__EXCERPT PROVIDED__:
__________

R*Briefing: What CFOs Actually Hear
- Apr 22
- 6 min read
Weekly Intelligence Scan | April 22, 2026 | Issue 020
Brand investment is increasingly hard to protect. Not because it does not work, but because the evidence CMOs use to defend it no longer convinces the people who control the budget. C-suite confidence in long-term brand building fell eleven percentage points in a single year, according to NIQ. Gartner finds that more than half of CMOs are already operating below the budget threshold they need to execute their strategy. The constraint is not conviction. It is the absence of a shared financial language between brand stewards and financial decision-makers.
This issue examines the structural breakdown in how brand value is communicated inside organizations, why existing measurement frameworks fail to satisfy CFO-grade scrutiny, and what a more commercially credible model of brand proof looks like. The argument is not that brand marketers need to become quants. It is that they need to stop defending brand with the wrong evidence in the wrong room.

__________

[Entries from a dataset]

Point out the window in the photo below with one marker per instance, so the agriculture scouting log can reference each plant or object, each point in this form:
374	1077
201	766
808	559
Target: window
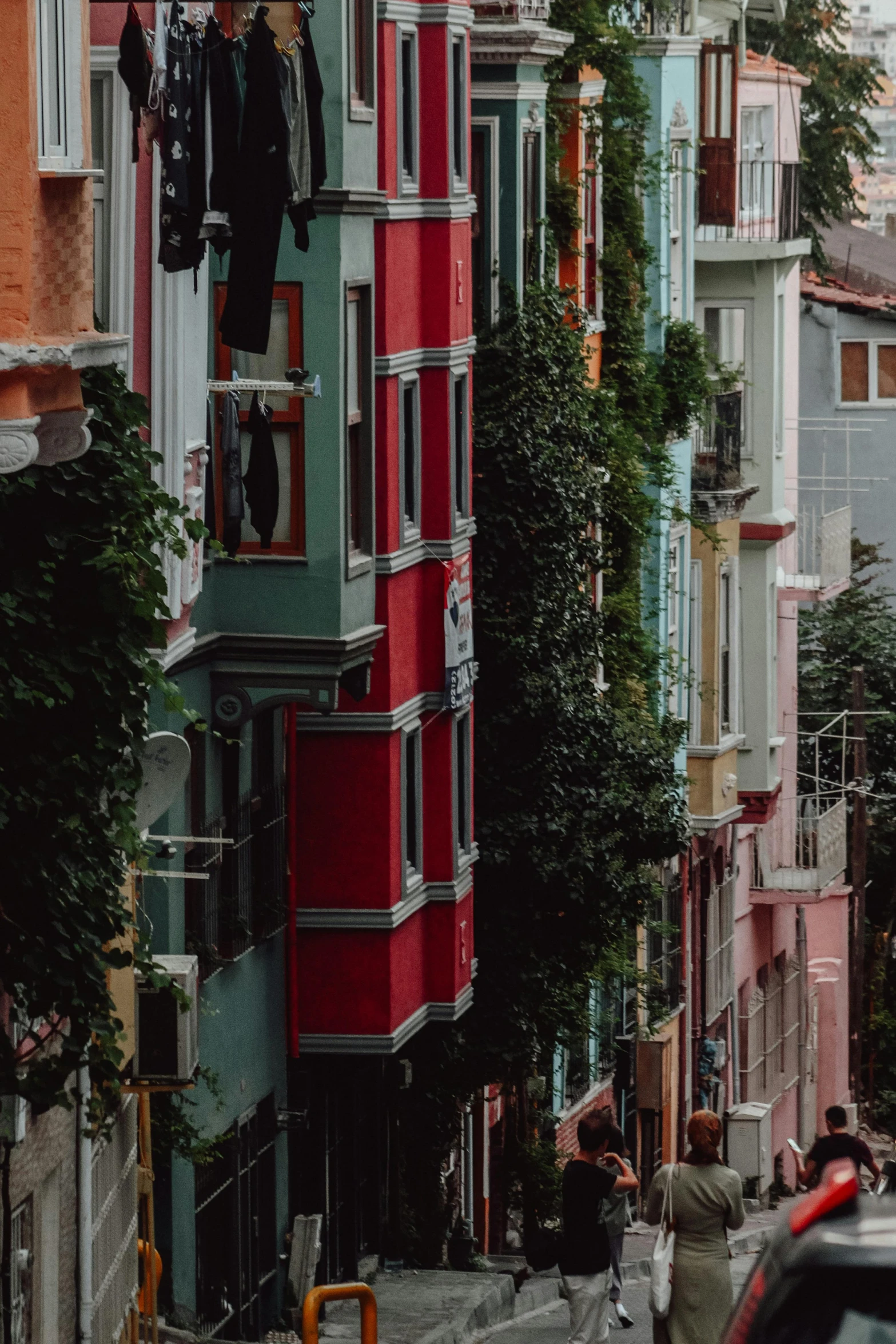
676	230
675	621
284	351
867	371
413	815
101	152
531	194
409	392
359	57
591	228
409	110
718	179
463	784
726	671
459	109
756	168
483	225
58	47
460	446
358	425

__________

__TO BE DONE__: Reproduce the stretch of the briefing from "This issue examines" through "the wrong room.", substituting "statisticians" for "quants". The material stands apart from the briefing.

__RESULT FOR THIS EXERCISE__:
This issue examines the structural breakdown in how brand value is communicated inside organizations, why existing measurement frameworks fail to satisfy CFO-grade scrutiny, and what a more commercially credible model of brand proof looks like. The argument is not that brand marketers need to become statisticians. It is that they need to stop defending brand with the wrong evidence in the wrong room.